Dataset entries
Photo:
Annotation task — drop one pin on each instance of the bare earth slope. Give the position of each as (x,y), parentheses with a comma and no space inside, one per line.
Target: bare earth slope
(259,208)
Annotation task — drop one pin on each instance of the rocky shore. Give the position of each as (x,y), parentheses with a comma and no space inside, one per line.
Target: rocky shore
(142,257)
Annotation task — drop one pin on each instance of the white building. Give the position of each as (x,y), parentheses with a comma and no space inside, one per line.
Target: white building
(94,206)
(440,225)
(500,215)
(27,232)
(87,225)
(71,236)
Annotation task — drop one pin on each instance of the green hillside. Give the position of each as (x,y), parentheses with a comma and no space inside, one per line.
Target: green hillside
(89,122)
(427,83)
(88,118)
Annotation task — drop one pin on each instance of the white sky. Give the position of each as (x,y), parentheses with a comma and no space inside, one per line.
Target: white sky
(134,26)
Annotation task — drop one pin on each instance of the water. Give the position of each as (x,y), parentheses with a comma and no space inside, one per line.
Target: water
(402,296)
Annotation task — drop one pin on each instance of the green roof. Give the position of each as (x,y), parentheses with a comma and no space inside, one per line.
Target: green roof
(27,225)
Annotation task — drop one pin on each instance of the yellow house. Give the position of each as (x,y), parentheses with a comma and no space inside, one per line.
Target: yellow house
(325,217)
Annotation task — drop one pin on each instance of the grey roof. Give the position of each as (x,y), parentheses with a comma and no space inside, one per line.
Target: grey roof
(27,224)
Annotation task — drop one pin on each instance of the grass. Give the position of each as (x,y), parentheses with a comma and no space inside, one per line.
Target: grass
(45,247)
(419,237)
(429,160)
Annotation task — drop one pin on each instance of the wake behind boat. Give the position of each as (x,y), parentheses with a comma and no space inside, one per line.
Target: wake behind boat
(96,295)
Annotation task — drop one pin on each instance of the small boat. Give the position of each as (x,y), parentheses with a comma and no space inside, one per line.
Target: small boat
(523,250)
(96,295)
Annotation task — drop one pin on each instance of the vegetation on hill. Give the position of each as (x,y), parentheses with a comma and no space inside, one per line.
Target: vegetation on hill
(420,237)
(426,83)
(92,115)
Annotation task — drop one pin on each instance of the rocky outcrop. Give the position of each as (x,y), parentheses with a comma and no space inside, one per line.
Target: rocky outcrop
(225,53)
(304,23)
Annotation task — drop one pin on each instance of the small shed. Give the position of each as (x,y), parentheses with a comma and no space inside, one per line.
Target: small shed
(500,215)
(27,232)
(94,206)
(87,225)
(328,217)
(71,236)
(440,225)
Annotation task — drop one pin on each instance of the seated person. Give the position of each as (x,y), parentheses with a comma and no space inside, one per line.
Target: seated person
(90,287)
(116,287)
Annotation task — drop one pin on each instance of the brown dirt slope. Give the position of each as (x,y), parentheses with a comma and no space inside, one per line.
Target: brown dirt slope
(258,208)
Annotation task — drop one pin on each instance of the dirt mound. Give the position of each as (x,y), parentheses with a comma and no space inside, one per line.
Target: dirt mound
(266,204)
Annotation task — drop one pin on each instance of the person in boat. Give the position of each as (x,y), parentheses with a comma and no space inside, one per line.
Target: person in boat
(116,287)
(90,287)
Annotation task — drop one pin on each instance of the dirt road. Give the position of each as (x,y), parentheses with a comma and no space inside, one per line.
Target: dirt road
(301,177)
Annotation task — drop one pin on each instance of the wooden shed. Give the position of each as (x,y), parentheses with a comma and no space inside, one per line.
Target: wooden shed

Assignment —
Print exactly the lines above from the one with "Target: grey roof" to the one with "the dirt road.", including both.

Written solution —
Target: grey roof
(27,224)
Annotation task — drop one pin on each instance of the grass. Give the position of each as (x,y), parentheses with a comma and no space inside, one per line.
Target: grass
(45,247)
(419,237)
(429,160)
Annotation task — drop one pin on each instance of the wake behind boat. Give the position of each as (x,y), parentheses with a comma and no space inside, one per line.
Target: wake behind boat
(96,295)
Annotation task — drop one pin on each instance of the small boat. Give the position of each as (x,y), parentheses with a comma and no space inside, one per line.
Target: small boat
(523,250)
(96,295)
Annotation task — drop one pin on each instance of the vegetation on hill. Give the position of each as (x,y), parentheses with a comma and no space inside, one per line.
Target: vegetation on hill
(420,237)
(426,83)
(92,115)
Annotation task — drop one pin on each instance of the rocky outcrop. Give the position of each as (x,y), parentheses with a comma and no space inside, one per line.
Target: rocky outcrop
(225,53)
(304,23)
Annotation task — drop one pin on each instance of the small shed. Give the position of each as (x,y), parentheses with a comma and no space inside, one per line.
Target: small shed
(500,215)
(27,232)
(94,206)
(87,225)
(328,217)
(71,236)
(440,225)
Annotation task — drop one pin on each instance of the seated person. Give the position of each as (x,y), parentheses with a comma and no space inside, one per line.
Target: seated person
(90,287)
(116,287)
Annotation task — drop one pin on each instance of the brown dirt slope. Give the position of each as (x,y), parentheses with a comma and no space inside, one per line.
Target: brown dirt slope
(258,208)
Annotation task — drop one pin on each instance of the dirt mound. Give the position of each as (x,y), parentheses with a comma and no space inside, one per line.
Target: dirt mound
(266,204)
Annotation task — drop one pin on each instance of the person in boat. Give the position of each as (x,y), parentheses with a comma and no space inside, one per line.
Target: person in boat
(116,287)
(90,287)
Annotation task — drop one pin on each instance of the dirt road. Give the position of each as (x,y), parentheses with a comma and no space inside, one per line.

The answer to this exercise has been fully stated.